* **ACTIVITY**
Set every record down again, identical to the original.

* **Referring expression pointing data**
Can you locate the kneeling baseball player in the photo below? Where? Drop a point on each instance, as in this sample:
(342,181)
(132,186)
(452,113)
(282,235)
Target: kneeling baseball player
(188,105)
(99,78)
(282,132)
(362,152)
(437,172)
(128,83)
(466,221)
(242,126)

* **RESULT OF THIS TASK**
Can you locate the kneeling baseball player in the photo below? Where? Drop a point on each instance, as in this sample:
(342,181)
(132,186)
(452,113)
(282,235)
Target: kneeling baseball player
(188,105)
(99,78)
(282,132)
(362,152)
(437,172)
(128,83)
(466,221)
(242,126)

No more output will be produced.